## STATED GOAL
Extract every line of the rows below that contains the string "microphone". Case counts.

[Object position labeling rows]
-----

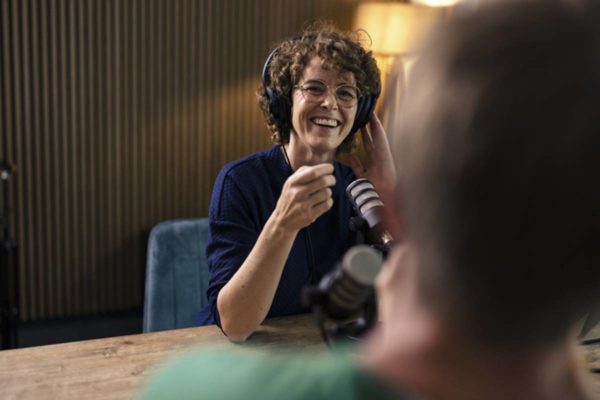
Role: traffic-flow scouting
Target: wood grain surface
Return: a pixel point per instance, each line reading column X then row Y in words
column 114, row 368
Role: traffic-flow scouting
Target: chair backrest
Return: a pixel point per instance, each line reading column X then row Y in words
column 176, row 274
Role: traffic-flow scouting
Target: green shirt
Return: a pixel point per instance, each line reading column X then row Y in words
column 247, row 375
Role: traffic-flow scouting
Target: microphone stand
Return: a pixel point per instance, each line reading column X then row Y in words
column 352, row 328
column 332, row 330
column 9, row 293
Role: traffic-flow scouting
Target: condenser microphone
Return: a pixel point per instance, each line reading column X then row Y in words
column 342, row 293
column 369, row 207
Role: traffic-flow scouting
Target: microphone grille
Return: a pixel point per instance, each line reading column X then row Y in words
column 362, row 264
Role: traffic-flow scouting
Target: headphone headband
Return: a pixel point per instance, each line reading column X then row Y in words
column 280, row 106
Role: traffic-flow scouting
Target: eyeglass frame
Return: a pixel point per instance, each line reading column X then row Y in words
column 324, row 96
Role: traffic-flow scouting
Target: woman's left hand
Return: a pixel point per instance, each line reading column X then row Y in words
column 379, row 167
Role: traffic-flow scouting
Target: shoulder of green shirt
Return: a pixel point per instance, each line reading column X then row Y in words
column 244, row 373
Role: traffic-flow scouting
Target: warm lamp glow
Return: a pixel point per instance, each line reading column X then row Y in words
column 437, row 3
column 395, row 28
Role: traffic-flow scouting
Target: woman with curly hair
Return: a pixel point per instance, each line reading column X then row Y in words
column 279, row 219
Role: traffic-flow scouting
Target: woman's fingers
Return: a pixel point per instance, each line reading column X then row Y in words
column 306, row 195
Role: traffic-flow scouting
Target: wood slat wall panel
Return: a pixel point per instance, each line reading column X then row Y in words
column 119, row 115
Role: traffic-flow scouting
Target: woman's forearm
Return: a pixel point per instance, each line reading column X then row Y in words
column 245, row 300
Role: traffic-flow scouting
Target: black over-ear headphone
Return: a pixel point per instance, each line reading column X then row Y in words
column 280, row 105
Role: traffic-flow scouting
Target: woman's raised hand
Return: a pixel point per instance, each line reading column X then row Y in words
column 379, row 167
column 305, row 196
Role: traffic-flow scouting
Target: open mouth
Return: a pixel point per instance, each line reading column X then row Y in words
column 326, row 122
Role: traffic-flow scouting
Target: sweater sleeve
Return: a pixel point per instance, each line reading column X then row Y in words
column 233, row 231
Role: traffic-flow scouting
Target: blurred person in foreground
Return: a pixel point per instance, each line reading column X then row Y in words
column 498, row 198
column 279, row 218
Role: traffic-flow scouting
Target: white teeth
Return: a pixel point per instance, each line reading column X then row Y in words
column 327, row 122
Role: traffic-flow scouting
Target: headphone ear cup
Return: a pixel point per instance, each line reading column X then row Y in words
column 280, row 109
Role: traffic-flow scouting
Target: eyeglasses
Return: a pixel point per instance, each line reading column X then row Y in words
column 316, row 92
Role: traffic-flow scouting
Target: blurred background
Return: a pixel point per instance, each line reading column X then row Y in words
column 117, row 115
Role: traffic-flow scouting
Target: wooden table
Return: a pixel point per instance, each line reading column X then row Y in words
column 114, row 368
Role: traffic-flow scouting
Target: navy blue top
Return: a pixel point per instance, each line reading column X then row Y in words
column 243, row 198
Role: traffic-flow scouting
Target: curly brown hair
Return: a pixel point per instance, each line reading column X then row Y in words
column 339, row 50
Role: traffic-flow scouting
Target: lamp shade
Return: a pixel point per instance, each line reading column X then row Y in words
column 395, row 28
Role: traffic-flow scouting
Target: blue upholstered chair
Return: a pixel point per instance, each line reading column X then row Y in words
column 176, row 274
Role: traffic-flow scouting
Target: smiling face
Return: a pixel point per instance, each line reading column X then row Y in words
column 320, row 127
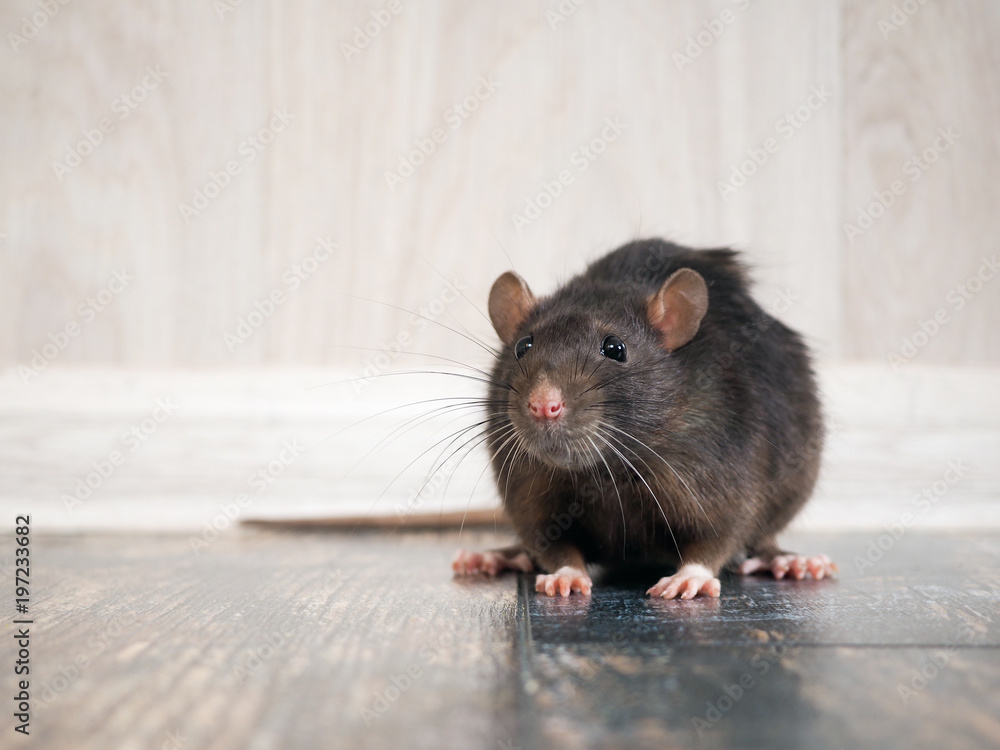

-----

## FINAL ANSWER
Target: microphone stand
Target: condenser microphone
Target: microphone grille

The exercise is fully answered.